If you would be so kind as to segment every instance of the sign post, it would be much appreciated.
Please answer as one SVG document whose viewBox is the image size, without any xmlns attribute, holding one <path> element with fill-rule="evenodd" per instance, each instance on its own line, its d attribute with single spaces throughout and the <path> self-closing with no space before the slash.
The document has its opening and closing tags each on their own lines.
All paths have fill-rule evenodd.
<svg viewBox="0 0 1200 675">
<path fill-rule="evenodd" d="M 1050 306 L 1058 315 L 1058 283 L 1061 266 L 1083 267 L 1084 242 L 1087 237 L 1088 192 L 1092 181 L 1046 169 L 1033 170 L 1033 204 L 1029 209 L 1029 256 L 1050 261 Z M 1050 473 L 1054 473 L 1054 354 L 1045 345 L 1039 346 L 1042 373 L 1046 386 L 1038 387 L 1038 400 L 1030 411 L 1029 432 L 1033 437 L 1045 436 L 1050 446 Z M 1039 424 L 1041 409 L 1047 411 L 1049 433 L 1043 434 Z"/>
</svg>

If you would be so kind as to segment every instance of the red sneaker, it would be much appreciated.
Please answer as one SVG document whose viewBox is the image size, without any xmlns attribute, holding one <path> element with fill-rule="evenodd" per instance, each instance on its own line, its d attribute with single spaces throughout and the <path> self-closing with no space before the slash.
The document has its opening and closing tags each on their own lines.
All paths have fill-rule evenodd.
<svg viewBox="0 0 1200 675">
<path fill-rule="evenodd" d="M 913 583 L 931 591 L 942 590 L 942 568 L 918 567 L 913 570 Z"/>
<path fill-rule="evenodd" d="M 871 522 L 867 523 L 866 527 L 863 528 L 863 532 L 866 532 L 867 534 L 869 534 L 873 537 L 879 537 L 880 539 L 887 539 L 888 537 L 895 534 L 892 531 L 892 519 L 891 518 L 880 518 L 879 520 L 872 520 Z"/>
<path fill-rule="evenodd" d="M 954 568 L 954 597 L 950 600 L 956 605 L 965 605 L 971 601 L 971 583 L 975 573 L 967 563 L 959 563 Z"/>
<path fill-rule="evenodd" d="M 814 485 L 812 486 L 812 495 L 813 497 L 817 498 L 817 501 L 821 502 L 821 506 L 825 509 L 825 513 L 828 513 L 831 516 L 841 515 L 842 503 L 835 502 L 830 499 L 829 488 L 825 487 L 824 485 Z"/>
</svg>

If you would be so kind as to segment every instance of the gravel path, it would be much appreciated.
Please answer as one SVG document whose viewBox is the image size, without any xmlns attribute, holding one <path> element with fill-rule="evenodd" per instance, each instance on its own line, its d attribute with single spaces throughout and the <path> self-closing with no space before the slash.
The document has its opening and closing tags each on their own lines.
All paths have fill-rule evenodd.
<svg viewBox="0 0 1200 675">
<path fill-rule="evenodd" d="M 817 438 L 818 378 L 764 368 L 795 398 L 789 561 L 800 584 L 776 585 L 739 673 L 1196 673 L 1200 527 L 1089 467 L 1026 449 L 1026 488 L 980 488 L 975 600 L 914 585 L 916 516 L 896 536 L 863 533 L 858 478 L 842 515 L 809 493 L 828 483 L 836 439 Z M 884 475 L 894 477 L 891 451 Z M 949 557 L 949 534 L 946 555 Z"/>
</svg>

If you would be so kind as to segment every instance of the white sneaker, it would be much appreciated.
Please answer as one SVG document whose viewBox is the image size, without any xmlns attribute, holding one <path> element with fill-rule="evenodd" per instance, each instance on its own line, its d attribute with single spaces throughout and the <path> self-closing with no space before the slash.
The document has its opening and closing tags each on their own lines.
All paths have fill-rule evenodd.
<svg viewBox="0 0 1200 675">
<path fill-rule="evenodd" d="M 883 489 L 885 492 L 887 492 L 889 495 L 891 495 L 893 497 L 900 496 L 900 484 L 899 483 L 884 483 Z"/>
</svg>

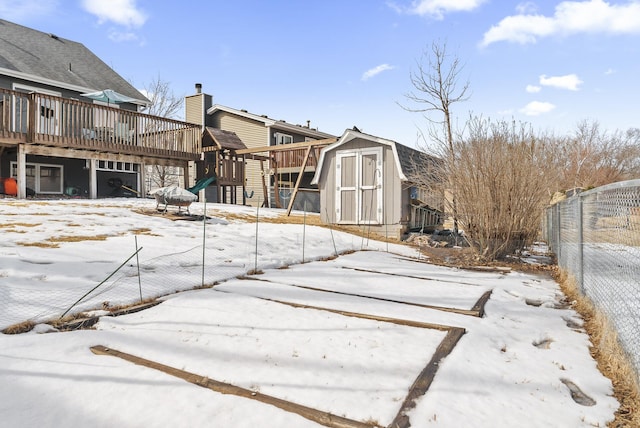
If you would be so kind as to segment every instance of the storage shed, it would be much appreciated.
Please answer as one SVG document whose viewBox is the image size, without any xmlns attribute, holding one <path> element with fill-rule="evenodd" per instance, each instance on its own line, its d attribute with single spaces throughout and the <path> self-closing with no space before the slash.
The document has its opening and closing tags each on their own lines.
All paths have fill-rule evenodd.
<svg viewBox="0 0 640 428">
<path fill-rule="evenodd" d="M 322 221 L 366 225 L 396 239 L 425 221 L 441 224 L 443 198 L 426 195 L 413 179 L 416 174 L 431 175 L 437 162 L 395 141 L 347 129 L 322 150 L 312 181 L 320 190 Z M 426 197 L 430 204 L 422 202 Z"/>
</svg>

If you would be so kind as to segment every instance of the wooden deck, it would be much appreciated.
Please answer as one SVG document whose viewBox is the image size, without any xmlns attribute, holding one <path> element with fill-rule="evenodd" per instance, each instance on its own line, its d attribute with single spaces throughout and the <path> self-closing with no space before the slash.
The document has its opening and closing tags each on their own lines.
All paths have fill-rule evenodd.
<svg viewBox="0 0 640 428">
<path fill-rule="evenodd" d="M 199 125 L 38 93 L 0 89 L 0 146 L 21 143 L 198 160 Z"/>
</svg>

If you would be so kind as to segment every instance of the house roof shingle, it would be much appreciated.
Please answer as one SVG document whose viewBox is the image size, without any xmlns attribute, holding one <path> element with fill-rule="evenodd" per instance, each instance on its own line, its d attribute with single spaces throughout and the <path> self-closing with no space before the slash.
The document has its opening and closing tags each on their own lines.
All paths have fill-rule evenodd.
<svg viewBox="0 0 640 428">
<path fill-rule="evenodd" d="M 335 135 L 327 134 L 326 132 L 318 131 L 317 129 L 314 129 L 314 128 L 309 128 L 307 126 L 302 126 L 302 125 L 293 125 L 291 123 L 285 122 L 284 120 L 276 120 L 266 115 L 249 113 L 247 110 L 238 110 L 238 109 L 223 106 L 220 104 L 214 104 L 213 106 L 211 106 L 207 110 L 207 114 L 212 115 L 218 111 L 224 111 L 236 116 L 244 117 L 246 119 L 263 123 L 265 127 L 271 127 L 272 129 L 276 129 L 276 130 L 294 132 L 297 134 L 306 135 L 316 139 L 326 139 L 326 138 L 335 137 Z"/>
<path fill-rule="evenodd" d="M 148 105 L 83 44 L 0 19 L 0 74 L 79 92 L 113 89 Z"/>
</svg>

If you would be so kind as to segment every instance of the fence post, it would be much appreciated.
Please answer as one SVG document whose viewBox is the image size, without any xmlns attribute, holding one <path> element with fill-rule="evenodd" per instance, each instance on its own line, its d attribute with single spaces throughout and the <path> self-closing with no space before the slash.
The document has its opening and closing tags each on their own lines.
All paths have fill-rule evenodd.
·····
• REQUIRED ACTION: Make an exact copy of the records, pictures excluded.

• RESPONSE:
If you would be so kind as to segment every instance of the sign post, it would be much appreciated.
Please answer as one SVG document whose viewBox is the image size, without any xmlns attribute, holding one <path> element with fill-rule="evenodd" per instance, each instance on its own line, its d attribute with single spaces throughout and the <path> self-closing with no space before the slash.
The document has its opening and closing tags each on their own lines.
All paths have fill-rule evenodd.
<svg viewBox="0 0 1200 675">
<path fill-rule="evenodd" d="M 1050 306 L 1058 315 L 1058 283 L 1061 266 L 1083 267 L 1084 242 L 1087 237 L 1088 192 L 1092 181 L 1046 169 L 1033 170 L 1033 204 L 1029 209 L 1029 256 L 1050 261 Z M 1050 473 L 1054 473 L 1054 354 L 1045 345 L 1039 346 L 1042 373 L 1046 386 L 1038 387 L 1038 400 L 1030 411 L 1029 432 L 1033 437 L 1045 436 L 1050 446 Z M 1039 424 L 1041 409 L 1047 411 L 1049 433 L 1043 434 Z"/>
</svg>

If you would be so kind as to segment every instance of the red sneaker, it would be much appreciated.
Please answer as one SVG document whose viewBox is the image size, without any xmlns attribute, holding one <path> element with fill-rule="evenodd" per instance, each instance on its own line, its d attribute with single spaces throughout and the <path> self-closing with no space before the slash.
The document has its opening and closing tags each on their own lines.
All paths have fill-rule evenodd.
<svg viewBox="0 0 1200 675">
<path fill-rule="evenodd" d="M 913 583 L 931 591 L 942 590 L 942 568 L 918 567 L 913 570 Z"/>
<path fill-rule="evenodd" d="M 871 522 L 867 523 L 866 527 L 863 528 L 863 532 L 866 532 L 867 534 L 869 534 L 873 537 L 879 537 L 880 539 L 887 539 L 888 537 L 895 534 L 892 531 L 892 519 L 891 518 L 880 518 L 879 520 L 872 520 Z"/>
<path fill-rule="evenodd" d="M 954 568 L 954 597 L 950 600 L 956 605 L 965 605 L 971 601 L 971 583 L 975 573 L 967 563 L 959 563 Z"/>
<path fill-rule="evenodd" d="M 814 485 L 812 486 L 812 495 L 813 497 L 817 498 L 817 501 L 821 502 L 821 506 L 825 509 L 825 513 L 828 513 L 831 516 L 841 515 L 842 503 L 835 502 L 830 499 L 829 488 L 825 487 L 824 485 Z"/>
</svg>

If you would be so kind as to segment every instance of the gravel path, it would be much appreciated.
Please answer as one SVG document whose viewBox is the image size, without any xmlns attribute, holding one <path> element with fill-rule="evenodd" per instance, each instance on its own line, its d attribute with single spaces throughout and the <path> self-closing with no space before the slash.
The document has its opening and closing tags each on their own lines.
All paths have fill-rule evenodd.
<svg viewBox="0 0 1200 675">
<path fill-rule="evenodd" d="M 817 438 L 818 378 L 764 368 L 795 398 L 789 561 L 800 584 L 776 585 L 739 673 L 1196 673 L 1200 527 L 1089 467 L 1026 449 L 1026 488 L 980 488 L 975 600 L 914 585 L 916 516 L 896 536 L 863 533 L 858 478 L 842 515 L 809 493 L 828 483 L 836 439 Z M 884 475 L 894 477 L 891 451 Z M 949 557 L 949 534 L 946 555 Z"/>
</svg>

If you would be so kind as to segment every instance of the white sneaker, it would be much appreciated.
Please answer as one SVG document whose viewBox is the image size, without any xmlns attribute, holding one <path> element with fill-rule="evenodd" per instance, each instance on its own line, its d attribute with single spaces throughout and the <path> self-closing with no space before the slash.
The document has its opening and closing tags each on their own lines.
All paths have fill-rule evenodd.
<svg viewBox="0 0 1200 675">
<path fill-rule="evenodd" d="M 883 489 L 885 492 L 887 492 L 889 495 L 891 495 L 893 497 L 900 496 L 900 484 L 899 483 L 884 483 Z"/>
</svg>

If you would be so kind as to segment every instance of the storage shed, it would be much appreciated.
Please answer as one SVG document whose viewBox is the image size, without any xmlns attribute, holding one <path> element with fill-rule="evenodd" per instance, each instance on its own line, its d attribute with single spaces throughout and the <path> self-closing with no space before the slash.
The document has its opening and closing tags each on their own lines.
All paths have fill-rule evenodd.
<svg viewBox="0 0 640 428">
<path fill-rule="evenodd" d="M 322 221 L 366 225 L 396 239 L 425 221 L 441 224 L 443 198 L 426 195 L 413 179 L 416 174 L 431 175 L 437 162 L 395 141 L 347 129 L 322 150 L 312 181 L 320 190 Z M 426 197 L 430 204 L 422 202 Z"/>
</svg>

If you would be so kind as to segment every instance of the wooden deck, it would be much appreciated.
Please answer as one SVG document whose viewBox is the image size, without any xmlns attribute, holding one <path> element with fill-rule="evenodd" per instance, each instance on its own line, its d attribute with single spaces throughout and the <path> self-closing with no space before the slash.
The document has its opening and closing tags each on their own lines.
All paths have fill-rule evenodd.
<svg viewBox="0 0 640 428">
<path fill-rule="evenodd" d="M 199 125 L 38 93 L 0 89 L 0 146 L 21 143 L 198 160 Z"/>
</svg>

If you would be so kind as to segment every instance of the house roof shingle, it would be much appreciated.
Please answer as one SVG document whose viewBox is the image size, without any xmlns attribute, holding one <path> element with fill-rule="evenodd" per instance, each instance on its own line, its d attribute with single spaces throughout and the <path> self-closing with no space before the slash.
The document has its opening and closing tags each on their own lines.
All paths have fill-rule evenodd.
<svg viewBox="0 0 640 428">
<path fill-rule="evenodd" d="M 335 135 L 327 134 L 326 132 L 318 131 L 317 129 L 314 129 L 314 128 L 309 128 L 307 126 L 302 126 L 302 125 L 293 125 L 291 123 L 285 122 L 284 120 L 276 120 L 266 115 L 249 113 L 247 110 L 238 110 L 238 109 L 223 106 L 220 104 L 214 104 L 213 106 L 211 106 L 207 110 L 207 114 L 212 115 L 218 111 L 224 111 L 236 116 L 244 117 L 246 119 L 263 123 L 265 127 L 271 127 L 272 129 L 276 129 L 276 130 L 294 132 L 297 134 L 306 135 L 316 139 L 326 139 L 326 138 L 335 137 Z"/>
<path fill-rule="evenodd" d="M 148 105 L 83 44 L 0 19 L 0 74 L 79 92 L 113 89 Z"/>
</svg>

If you would be so kind as to segment every instance of the fence post, it would be much appreciated.
Please answer as one SVG document whose viewBox is the image size, without any xmlns attribute, holding one <path> element with fill-rule="evenodd" per instance, each instance on its own line, its d attribute with single spaces throughout and the <path> self-closing with no space before the slash.
The document has its opening and closing tags each on their own lines.
All paths have fill-rule evenodd.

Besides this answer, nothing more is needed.